▶ **Selected passage**
'''
I'd like to see the "widely accepted science" that humanity will be less diverse in terms of skin colors in 1000 years, or at least the reasoning for it.
Right there, re-read the part that I've quoted. It proves my point. The jars would be more mixed in composition than when they started. They would become more and more mixed with time. This is simply basic logic/math. I'm afraid I can't offer a more simple explanation. If there's something you don't understand, could you ask a more specific question?
If you'd like to know more about the science as it relates to skin color, you might start here: http://www.livescience.com/34228-wil...razilians.html Not a very scholarly article but we have to start somewhere.
'''
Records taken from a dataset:
'''
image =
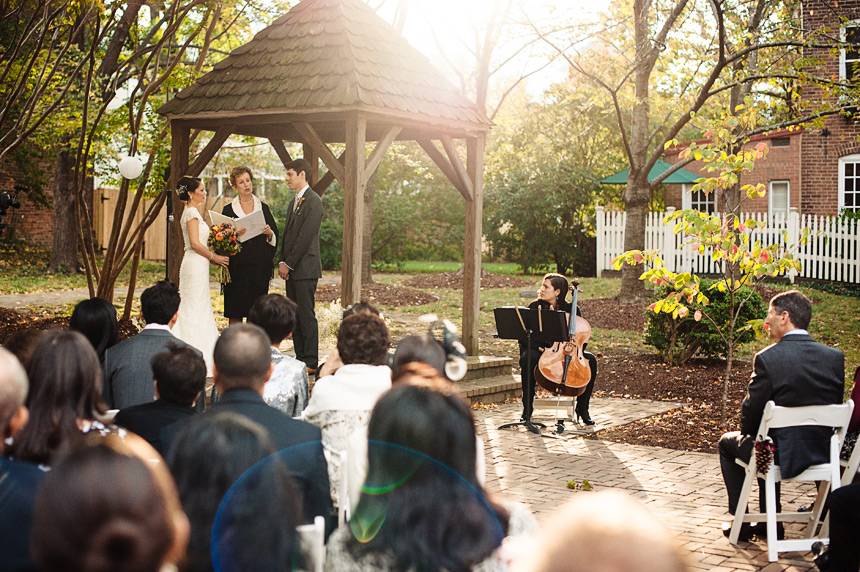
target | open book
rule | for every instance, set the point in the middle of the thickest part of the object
(254, 222)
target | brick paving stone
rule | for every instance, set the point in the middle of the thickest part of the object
(683, 489)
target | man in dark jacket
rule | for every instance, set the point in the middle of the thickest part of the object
(795, 371)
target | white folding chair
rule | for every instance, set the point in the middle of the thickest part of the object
(312, 544)
(774, 417)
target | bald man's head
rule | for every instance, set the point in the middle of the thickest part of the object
(13, 394)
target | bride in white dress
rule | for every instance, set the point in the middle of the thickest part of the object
(196, 322)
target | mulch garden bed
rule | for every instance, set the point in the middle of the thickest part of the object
(454, 280)
(379, 294)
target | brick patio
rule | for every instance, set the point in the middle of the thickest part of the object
(684, 490)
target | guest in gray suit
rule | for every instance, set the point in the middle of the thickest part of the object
(128, 375)
(299, 264)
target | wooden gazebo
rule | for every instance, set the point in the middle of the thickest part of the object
(332, 71)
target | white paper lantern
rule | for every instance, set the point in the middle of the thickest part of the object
(130, 167)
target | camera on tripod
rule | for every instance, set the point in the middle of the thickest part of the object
(7, 202)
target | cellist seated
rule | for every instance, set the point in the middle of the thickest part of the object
(553, 296)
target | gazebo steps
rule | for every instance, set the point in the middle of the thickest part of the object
(489, 380)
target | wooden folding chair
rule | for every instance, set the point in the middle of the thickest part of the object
(774, 417)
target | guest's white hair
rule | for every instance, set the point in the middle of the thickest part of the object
(604, 532)
(13, 386)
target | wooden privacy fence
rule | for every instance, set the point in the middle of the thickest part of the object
(832, 252)
(155, 238)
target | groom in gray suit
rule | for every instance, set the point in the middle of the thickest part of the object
(299, 264)
(128, 375)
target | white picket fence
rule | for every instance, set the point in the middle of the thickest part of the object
(832, 252)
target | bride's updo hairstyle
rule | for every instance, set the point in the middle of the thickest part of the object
(186, 186)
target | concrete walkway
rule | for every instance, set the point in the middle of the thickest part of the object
(684, 490)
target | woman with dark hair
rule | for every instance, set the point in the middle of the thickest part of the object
(209, 455)
(64, 398)
(422, 506)
(287, 387)
(96, 320)
(340, 404)
(422, 348)
(552, 296)
(252, 268)
(195, 324)
(131, 521)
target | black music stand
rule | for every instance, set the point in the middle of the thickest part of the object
(524, 325)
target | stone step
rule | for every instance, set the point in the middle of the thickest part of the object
(490, 389)
(481, 367)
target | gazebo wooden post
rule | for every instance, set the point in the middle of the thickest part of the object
(472, 240)
(179, 144)
(313, 158)
(353, 209)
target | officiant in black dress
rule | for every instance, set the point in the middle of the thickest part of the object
(252, 268)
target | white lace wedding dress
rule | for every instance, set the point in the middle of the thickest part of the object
(196, 322)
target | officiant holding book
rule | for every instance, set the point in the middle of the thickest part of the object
(252, 268)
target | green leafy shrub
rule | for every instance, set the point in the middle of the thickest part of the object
(678, 339)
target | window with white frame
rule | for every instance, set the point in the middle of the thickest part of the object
(778, 202)
(699, 200)
(849, 58)
(849, 183)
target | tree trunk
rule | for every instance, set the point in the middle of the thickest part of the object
(638, 193)
(64, 253)
(367, 231)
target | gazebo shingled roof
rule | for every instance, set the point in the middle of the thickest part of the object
(332, 71)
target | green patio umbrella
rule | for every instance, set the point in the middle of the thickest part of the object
(680, 176)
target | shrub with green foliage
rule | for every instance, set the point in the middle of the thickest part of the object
(678, 339)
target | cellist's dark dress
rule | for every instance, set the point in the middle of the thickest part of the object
(582, 401)
(250, 269)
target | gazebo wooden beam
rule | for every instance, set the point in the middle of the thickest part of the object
(353, 208)
(281, 150)
(444, 165)
(314, 140)
(379, 152)
(457, 164)
(221, 135)
(179, 144)
(472, 245)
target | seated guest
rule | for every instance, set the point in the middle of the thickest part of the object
(22, 343)
(128, 375)
(602, 532)
(437, 517)
(287, 388)
(180, 377)
(341, 403)
(96, 320)
(210, 455)
(421, 348)
(130, 521)
(242, 364)
(63, 364)
(19, 480)
(332, 360)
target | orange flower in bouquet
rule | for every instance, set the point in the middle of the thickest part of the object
(224, 241)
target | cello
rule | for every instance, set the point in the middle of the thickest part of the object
(562, 369)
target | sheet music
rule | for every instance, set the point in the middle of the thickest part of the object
(254, 223)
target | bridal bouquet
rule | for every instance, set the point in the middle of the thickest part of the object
(224, 241)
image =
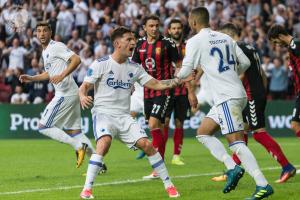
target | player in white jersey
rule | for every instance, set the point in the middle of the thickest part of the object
(112, 78)
(61, 119)
(218, 56)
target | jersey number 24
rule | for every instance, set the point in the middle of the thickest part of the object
(229, 58)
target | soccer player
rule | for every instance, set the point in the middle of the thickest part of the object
(183, 96)
(278, 35)
(112, 78)
(158, 55)
(255, 83)
(218, 55)
(61, 118)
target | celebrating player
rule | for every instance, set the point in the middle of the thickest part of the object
(112, 78)
(255, 83)
(158, 55)
(61, 119)
(218, 55)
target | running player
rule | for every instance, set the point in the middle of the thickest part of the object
(255, 83)
(182, 95)
(218, 55)
(278, 35)
(158, 55)
(112, 78)
(61, 120)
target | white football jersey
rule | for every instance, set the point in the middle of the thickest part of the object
(218, 55)
(113, 84)
(56, 57)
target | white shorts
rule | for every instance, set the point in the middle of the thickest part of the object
(63, 113)
(136, 103)
(123, 126)
(229, 115)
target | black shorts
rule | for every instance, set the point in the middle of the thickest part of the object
(156, 107)
(181, 107)
(296, 110)
(254, 113)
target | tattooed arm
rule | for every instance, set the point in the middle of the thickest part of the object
(162, 84)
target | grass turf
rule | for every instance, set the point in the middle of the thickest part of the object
(44, 169)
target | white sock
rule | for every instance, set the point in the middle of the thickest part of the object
(249, 162)
(81, 138)
(59, 135)
(217, 149)
(159, 167)
(95, 165)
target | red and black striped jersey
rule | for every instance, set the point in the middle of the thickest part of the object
(181, 90)
(294, 53)
(253, 81)
(158, 59)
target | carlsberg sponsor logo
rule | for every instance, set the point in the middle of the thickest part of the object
(280, 121)
(19, 122)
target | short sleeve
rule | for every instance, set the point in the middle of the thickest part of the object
(60, 50)
(94, 72)
(142, 77)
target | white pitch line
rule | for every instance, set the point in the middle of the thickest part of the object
(124, 182)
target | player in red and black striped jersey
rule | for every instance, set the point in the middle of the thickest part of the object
(278, 35)
(159, 56)
(182, 95)
(255, 83)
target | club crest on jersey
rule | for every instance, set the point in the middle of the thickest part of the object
(111, 82)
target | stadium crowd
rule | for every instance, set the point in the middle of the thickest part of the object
(85, 26)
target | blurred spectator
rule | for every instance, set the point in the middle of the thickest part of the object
(279, 80)
(65, 20)
(81, 11)
(19, 97)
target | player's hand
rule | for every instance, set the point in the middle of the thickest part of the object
(56, 79)
(193, 100)
(24, 78)
(86, 102)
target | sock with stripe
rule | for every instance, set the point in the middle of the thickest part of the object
(60, 136)
(165, 139)
(95, 165)
(217, 149)
(234, 156)
(159, 167)
(178, 140)
(249, 162)
(158, 141)
(271, 146)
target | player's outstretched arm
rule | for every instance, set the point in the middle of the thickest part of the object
(24, 78)
(74, 62)
(162, 84)
(85, 100)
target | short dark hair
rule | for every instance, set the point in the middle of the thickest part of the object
(43, 23)
(231, 29)
(202, 15)
(150, 17)
(119, 32)
(275, 31)
(175, 21)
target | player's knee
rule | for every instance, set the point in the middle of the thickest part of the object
(295, 126)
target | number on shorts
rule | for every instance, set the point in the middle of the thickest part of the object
(155, 108)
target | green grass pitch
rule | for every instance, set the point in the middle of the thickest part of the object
(45, 170)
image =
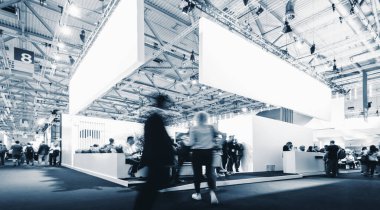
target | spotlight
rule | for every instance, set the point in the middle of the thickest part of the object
(72, 61)
(190, 6)
(312, 49)
(192, 56)
(289, 10)
(334, 66)
(82, 35)
(287, 28)
(259, 11)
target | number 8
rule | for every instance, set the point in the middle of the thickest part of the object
(26, 58)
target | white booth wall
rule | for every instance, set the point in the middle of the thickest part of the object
(263, 139)
(73, 125)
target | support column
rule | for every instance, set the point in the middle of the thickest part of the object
(365, 96)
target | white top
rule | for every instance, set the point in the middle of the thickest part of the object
(202, 137)
(129, 150)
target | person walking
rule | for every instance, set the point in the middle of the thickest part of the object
(29, 154)
(332, 159)
(372, 160)
(16, 153)
(202, 142)
(3, 150)
(158, 156)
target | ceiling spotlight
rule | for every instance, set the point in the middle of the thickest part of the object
(188, 8)
(82, 35)
(259, 11)
(289, 10)
(72, 61)
(74, 10)
(287, 28)
(334, 66)
(65, 30)
(312, 49)
(192, 56)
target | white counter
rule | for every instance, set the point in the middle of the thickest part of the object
(108, 164)
(302, 162)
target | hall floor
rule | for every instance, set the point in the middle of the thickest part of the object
(57, 188)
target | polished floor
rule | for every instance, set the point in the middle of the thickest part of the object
(28, 187)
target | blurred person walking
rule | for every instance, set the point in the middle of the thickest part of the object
(16, 153)
(372, 160)
(29, 154)
(202, 142)
(158, 156)
(3, 150)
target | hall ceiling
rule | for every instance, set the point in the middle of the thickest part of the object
(348, 33)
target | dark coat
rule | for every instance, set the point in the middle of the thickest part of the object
(158, 150)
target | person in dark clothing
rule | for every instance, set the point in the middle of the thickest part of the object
(232, 156)
(372, 160)
(239, 155)
(16, 153)
(43, 152)
(29, 154)
(3, 150)
(332, 159)
(158, 156)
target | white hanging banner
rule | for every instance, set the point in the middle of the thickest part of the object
(117, 51)
(231, 63)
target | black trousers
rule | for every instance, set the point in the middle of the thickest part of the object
(232, 160)
(332, 167)
(135, 164)
(203, 157)
(158, 177)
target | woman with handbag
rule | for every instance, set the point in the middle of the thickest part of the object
(202, 142)
(372, 159)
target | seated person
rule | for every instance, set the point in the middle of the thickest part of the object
(288, 146)
(132, 156)
(108, 148)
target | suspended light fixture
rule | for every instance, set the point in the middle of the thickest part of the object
(289, 10)
(287, 28)
(259, 11)
(312, 49)
(82, 35)
(192, 56)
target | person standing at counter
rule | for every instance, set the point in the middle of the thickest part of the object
(3, 150)
(202, 142)
(158, 156)
(288, 146)
(132, 155)
(332, 159)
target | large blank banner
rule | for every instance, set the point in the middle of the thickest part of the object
(231, 63)
(117, 51)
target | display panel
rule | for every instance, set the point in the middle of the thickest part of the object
(117, 51)
(231, 63)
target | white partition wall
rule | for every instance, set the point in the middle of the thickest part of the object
(117, 51)
(79, 132)
(241, 127)
(263, 139)
(231, 63)
(269, 136)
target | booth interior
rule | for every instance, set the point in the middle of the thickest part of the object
(261, 137)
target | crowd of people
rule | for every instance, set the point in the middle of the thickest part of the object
(27, 153)
(369, 159)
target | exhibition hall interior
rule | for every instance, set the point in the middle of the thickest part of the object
(191, 104)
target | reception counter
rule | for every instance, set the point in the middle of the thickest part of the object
(107, 164)
(303, 162)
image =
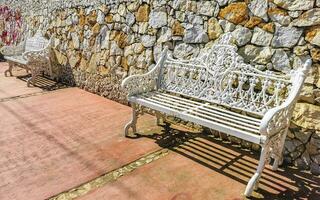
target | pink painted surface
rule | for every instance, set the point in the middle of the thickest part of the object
(54, 142)
(202, 169)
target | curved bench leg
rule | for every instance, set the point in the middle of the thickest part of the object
(279, 158)
(32, 79)
(254, 181)
(159, 118)
(133, 123)
(9, 70)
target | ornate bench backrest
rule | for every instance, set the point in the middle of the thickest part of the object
(221, 76)
(37, 42)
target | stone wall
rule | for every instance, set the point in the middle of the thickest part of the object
(10, 26)
(99, 43)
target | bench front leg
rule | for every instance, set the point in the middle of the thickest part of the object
(133, 123)
(254, 181)
(11, 64)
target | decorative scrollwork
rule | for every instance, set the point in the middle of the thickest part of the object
(12, 50)
(221, 76)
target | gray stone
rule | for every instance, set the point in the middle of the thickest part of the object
(298, 61)
(242, 35)
(75, 19)
(148, 40)
(115, 50)
(75, 40)
(309, 18)
(280, 18)
(316, 159)
(195, 19)
(130, 19)
(195, 34)
(157, 19)
(222, 2)
(261, 37)
(315, 169)
(280, 61)
(303, 136)
(206, 8)
(100, 17)
(122, 10)
(185, 51)
(176, 4)
(165, 35)
(295, 4)
(254, 54)
(259, 8)
(295, 14)
(227, 26)
(286, 37)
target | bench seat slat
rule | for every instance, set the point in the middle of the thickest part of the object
(255, 138)
(194, 111)
(218, 116)
(215, 108)
(251, 122)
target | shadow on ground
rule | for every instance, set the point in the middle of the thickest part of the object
(44, 83)
(238, 164)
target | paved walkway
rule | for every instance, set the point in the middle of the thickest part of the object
(68, 143)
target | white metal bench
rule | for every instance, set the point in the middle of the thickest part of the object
(33, 54)
(219, 91)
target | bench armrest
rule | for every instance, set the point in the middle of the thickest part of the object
(13, 50)
(137, 84)
(278, 118)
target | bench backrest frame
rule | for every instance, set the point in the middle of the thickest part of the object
(221, 76)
'''
▶ **Aim of the task**
In the passage on skin color, what does the writer say would happen to the jars with time?

▶ **Solution**
They would become more and more mixed.